» **PROBLEM**:
In the entries below, find the line with "the window, shaped like this sample" and the line with "bare tree, shaped like this sample". Reproduce those two lines and every line between them exactly, and nothing more.

-------- EXCERPTED RECORDS

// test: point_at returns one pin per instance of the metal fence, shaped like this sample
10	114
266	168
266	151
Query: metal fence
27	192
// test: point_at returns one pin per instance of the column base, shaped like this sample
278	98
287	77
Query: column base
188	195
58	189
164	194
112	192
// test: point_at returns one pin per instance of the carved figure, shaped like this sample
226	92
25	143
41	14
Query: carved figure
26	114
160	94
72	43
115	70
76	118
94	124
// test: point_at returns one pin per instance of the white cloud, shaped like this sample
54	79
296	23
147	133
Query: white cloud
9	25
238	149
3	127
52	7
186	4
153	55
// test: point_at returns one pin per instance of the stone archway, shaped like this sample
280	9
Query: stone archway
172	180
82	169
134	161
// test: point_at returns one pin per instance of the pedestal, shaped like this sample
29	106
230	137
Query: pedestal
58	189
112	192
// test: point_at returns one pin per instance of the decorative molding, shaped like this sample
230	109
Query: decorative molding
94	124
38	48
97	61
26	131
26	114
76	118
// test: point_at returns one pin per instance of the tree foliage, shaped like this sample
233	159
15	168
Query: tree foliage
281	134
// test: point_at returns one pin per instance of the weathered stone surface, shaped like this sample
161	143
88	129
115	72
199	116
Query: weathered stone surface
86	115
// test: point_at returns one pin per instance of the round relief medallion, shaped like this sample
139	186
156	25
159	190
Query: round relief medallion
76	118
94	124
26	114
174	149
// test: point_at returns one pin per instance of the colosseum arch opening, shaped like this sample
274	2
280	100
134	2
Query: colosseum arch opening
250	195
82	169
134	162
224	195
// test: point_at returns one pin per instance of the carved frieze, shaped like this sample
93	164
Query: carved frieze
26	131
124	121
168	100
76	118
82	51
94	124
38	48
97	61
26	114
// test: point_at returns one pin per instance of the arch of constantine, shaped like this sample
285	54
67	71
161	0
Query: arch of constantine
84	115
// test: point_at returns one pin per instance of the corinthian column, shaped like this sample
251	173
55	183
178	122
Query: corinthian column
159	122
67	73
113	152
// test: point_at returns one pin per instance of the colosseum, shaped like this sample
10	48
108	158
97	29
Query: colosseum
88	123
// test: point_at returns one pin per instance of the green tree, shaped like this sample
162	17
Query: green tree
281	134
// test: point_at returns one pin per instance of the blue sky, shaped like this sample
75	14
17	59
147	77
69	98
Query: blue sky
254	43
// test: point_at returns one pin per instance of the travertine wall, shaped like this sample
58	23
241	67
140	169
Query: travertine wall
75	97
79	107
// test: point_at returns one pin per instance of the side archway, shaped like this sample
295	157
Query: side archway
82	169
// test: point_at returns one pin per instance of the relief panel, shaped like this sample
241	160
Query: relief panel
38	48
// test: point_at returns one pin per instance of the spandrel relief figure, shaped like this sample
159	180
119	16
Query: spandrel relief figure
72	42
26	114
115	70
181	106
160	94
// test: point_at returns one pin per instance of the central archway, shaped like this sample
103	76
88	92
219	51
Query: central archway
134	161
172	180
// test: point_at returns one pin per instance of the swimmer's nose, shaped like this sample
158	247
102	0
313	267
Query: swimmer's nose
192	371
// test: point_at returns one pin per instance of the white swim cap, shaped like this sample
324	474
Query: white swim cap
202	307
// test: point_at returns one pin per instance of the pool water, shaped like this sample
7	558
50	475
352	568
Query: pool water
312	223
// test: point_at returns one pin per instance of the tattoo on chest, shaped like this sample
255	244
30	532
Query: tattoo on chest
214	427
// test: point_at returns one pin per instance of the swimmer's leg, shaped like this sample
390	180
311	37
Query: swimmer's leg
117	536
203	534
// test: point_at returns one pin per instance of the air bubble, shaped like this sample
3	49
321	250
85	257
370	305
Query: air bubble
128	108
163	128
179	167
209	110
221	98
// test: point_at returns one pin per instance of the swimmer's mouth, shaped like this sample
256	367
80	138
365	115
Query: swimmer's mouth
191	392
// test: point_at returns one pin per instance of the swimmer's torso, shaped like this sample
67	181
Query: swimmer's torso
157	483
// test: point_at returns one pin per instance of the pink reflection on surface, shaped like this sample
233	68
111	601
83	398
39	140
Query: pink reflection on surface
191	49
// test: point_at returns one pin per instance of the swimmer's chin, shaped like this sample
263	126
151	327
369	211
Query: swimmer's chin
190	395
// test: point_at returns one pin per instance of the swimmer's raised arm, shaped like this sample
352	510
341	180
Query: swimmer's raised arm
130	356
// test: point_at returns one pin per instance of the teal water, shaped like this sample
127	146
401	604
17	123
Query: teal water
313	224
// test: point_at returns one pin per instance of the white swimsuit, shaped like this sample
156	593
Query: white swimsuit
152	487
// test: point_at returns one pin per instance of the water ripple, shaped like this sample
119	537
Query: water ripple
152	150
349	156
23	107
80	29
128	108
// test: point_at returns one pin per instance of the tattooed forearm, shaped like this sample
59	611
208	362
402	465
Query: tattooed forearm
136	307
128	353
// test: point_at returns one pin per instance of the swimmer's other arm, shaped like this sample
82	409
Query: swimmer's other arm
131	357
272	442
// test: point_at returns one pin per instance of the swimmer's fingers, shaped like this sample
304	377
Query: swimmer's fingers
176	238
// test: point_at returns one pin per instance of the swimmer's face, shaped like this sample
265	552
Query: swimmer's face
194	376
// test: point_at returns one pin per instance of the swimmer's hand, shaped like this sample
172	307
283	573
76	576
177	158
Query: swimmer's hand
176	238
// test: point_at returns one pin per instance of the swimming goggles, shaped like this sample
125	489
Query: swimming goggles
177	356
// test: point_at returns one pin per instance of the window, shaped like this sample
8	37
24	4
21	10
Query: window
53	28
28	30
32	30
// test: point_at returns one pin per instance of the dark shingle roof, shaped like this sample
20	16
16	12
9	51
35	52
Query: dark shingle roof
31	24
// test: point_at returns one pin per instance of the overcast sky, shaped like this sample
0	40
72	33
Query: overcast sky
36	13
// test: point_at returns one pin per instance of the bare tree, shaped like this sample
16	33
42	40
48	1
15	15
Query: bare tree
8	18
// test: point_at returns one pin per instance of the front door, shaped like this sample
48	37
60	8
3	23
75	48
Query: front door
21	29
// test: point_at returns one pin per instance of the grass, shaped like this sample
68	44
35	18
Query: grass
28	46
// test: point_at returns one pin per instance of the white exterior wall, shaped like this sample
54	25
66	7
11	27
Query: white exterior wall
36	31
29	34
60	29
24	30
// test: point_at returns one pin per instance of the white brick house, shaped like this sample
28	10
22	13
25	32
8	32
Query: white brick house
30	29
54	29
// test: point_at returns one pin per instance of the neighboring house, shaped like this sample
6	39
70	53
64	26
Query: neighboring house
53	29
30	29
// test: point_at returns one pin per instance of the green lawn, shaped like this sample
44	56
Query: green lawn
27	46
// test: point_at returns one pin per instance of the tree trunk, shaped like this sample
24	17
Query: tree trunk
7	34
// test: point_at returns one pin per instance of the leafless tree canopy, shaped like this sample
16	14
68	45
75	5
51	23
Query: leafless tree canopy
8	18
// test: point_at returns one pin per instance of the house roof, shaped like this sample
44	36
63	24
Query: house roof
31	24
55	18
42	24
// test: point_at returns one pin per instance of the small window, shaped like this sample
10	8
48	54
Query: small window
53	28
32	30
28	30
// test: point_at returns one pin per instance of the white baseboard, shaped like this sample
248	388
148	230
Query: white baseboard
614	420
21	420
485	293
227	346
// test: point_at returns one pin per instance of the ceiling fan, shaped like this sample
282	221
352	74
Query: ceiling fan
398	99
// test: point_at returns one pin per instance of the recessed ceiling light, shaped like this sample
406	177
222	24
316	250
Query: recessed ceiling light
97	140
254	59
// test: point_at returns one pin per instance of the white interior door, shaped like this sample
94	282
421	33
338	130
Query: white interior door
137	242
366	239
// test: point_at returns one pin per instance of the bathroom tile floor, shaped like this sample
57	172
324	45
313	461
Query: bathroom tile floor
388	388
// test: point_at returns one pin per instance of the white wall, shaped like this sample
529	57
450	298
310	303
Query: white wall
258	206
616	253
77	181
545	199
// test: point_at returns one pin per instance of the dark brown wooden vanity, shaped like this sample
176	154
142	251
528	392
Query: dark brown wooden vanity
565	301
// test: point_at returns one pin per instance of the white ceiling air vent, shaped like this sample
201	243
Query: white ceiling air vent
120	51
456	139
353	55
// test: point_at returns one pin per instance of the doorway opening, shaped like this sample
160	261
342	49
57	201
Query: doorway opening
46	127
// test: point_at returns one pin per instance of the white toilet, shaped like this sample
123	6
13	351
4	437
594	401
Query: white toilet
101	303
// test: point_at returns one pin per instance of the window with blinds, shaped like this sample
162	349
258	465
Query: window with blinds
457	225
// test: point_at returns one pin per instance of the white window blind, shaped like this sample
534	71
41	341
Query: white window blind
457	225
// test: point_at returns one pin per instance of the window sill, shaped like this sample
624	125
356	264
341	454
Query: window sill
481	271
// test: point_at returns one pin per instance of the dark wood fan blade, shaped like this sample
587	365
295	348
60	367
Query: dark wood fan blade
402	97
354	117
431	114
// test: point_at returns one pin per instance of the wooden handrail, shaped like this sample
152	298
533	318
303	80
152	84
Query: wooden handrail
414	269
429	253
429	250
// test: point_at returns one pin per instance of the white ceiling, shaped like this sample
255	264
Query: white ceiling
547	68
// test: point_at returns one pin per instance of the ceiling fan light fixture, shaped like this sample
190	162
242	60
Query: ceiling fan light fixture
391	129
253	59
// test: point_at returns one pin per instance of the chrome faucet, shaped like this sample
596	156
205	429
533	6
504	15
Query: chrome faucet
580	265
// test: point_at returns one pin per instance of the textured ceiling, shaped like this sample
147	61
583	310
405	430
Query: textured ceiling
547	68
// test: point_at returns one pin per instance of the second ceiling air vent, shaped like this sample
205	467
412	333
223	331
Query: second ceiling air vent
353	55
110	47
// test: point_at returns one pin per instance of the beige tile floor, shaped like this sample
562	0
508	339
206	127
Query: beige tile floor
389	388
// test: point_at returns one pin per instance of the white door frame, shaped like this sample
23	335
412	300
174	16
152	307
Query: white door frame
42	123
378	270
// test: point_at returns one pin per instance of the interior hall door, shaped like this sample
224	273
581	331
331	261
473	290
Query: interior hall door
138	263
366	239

----------------

» **OUTPUT FOR THIS TASK**:
// test: point_at returns one pin per instance of the window, shaped like this sample
8	37
24	4
21	10
Query: window
53	28
28	30
32	30
// test: point_at returns one pin per instance of the dark shingle roof, shaped like this sample
20	16
16	12
9	51
35	52
Query: dark shingle roof
31	24
// test: point_at returns one pin per instance of the overcast sky, shaped like this sample
0	40
72	33
Query: overcast sky
36	13
// test: point_at returns one pin per instance of the bare tree, shaped like this sample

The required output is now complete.